■ **Set problem**:
Show every line of the entries below that contains the string "covered", copied in full. Case counts when matching.

■ **Records supplied**:

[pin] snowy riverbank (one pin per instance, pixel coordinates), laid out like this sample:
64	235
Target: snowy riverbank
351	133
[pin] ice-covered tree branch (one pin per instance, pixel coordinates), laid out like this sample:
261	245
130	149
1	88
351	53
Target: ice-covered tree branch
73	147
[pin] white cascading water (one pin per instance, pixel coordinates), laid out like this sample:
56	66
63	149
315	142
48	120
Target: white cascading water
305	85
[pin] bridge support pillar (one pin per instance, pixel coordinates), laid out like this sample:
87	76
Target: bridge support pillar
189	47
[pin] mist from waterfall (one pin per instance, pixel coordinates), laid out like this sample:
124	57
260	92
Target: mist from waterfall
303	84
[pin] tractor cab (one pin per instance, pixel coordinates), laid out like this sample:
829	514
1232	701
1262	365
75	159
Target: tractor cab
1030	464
--
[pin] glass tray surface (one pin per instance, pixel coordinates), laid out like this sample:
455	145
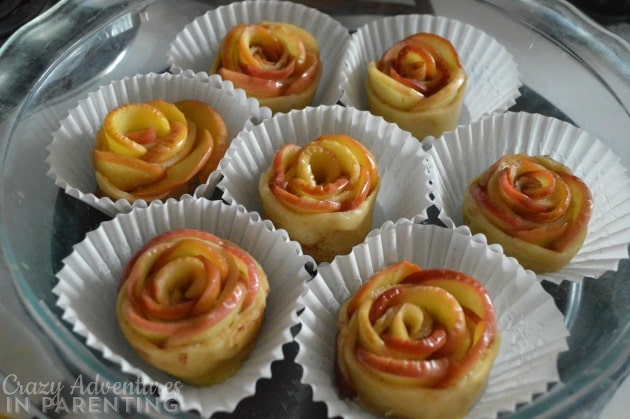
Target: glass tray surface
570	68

■ **Task result**:
[pin] ice-covered tree branch (one pin per instance, pixel coordinates), laid out like this sample:
Target: ice-covered tree branch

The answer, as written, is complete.